=== EXERCISE INPUTS ===

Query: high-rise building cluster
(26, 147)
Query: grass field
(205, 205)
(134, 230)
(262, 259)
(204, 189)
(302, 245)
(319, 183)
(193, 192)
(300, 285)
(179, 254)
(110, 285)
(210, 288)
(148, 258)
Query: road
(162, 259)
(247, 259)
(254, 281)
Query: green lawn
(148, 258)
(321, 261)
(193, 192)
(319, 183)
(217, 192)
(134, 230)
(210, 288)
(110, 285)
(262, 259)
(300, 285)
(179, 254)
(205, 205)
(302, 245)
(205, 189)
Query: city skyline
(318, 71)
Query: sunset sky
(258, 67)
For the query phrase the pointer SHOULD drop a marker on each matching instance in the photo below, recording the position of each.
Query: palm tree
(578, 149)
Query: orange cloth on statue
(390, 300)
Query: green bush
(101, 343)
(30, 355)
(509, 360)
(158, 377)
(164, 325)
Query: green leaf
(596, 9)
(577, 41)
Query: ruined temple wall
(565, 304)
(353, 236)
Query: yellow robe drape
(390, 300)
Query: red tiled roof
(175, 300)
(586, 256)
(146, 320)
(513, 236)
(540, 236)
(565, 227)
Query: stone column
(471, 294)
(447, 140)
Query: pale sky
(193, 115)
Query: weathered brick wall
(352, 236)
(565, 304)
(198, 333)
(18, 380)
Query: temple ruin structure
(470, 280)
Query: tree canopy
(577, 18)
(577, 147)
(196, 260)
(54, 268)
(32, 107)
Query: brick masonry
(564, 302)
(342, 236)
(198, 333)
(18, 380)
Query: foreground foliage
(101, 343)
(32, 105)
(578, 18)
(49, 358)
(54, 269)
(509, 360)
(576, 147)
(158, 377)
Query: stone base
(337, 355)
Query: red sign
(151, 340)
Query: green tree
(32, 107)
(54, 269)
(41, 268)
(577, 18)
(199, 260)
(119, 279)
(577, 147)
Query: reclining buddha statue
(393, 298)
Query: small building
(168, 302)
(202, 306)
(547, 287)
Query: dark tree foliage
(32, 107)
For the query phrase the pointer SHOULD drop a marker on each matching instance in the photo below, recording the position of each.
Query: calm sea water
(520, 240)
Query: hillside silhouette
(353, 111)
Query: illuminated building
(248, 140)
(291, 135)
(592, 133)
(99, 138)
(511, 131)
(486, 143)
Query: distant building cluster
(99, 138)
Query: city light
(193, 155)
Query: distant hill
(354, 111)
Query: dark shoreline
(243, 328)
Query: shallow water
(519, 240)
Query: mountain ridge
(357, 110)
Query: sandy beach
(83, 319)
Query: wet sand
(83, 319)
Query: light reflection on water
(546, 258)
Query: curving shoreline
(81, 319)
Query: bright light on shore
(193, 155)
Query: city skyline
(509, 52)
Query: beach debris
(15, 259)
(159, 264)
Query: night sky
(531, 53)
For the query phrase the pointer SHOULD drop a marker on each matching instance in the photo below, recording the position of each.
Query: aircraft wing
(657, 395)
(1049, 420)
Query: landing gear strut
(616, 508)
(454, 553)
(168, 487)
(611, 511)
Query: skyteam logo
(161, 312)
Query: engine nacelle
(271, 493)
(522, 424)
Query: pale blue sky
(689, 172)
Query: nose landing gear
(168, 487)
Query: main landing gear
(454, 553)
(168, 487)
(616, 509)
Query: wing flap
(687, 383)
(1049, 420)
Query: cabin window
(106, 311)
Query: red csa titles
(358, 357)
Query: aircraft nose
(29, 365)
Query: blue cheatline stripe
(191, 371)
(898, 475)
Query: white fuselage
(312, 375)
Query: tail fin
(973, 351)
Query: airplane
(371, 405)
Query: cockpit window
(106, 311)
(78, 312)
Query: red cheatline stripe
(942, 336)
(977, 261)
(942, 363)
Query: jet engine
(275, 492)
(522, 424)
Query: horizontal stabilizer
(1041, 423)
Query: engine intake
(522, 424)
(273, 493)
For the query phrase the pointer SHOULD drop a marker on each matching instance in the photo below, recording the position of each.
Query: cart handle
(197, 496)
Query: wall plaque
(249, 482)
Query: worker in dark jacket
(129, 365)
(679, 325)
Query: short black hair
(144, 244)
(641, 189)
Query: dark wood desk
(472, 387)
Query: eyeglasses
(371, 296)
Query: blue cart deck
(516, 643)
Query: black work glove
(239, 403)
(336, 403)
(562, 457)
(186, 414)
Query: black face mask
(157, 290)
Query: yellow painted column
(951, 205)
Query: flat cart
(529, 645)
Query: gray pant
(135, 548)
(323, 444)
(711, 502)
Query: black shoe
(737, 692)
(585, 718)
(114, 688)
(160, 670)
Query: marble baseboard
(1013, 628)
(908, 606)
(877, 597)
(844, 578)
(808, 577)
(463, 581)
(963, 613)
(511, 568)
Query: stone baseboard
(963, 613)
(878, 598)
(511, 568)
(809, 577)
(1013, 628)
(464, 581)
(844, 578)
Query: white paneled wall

===

_TASK DETAILS_
Lines before the one containing "Query: eyeglasses" are to be left out; that line and every line after it through the end of the data should be copied exactly.

_EXPECTED ANSWER_
Query: eyeglasses
(371, 296)
Query: blue cart deck
(516, 643)
Query: black work glove
(239, 403)
(336, 403)
(562, 457)
(186, 414)
Query: black face mask
(157, 290)
Query: yellow painted column
(951, 205)
Query: flat cart
(529, 645)
Query: gray pant
(135, 548)
(323, 444)
(711, 502)
Query: black shoe
(737, 692)
(585, 718)
(114, 688)
(160, 670)
Query: marble baseboard
(1013, 628)
(908, 606)
(877, 597)
(844, 578)
(808, 577)
(463, 581)
(963, 613)
(511, 568)
Query: stone baseboard
(963, 613)
(878, 598)
(511, 568)
(809, 577)
(1013, 628)
(464, 581)
(844, 578)
Query: white paneled wall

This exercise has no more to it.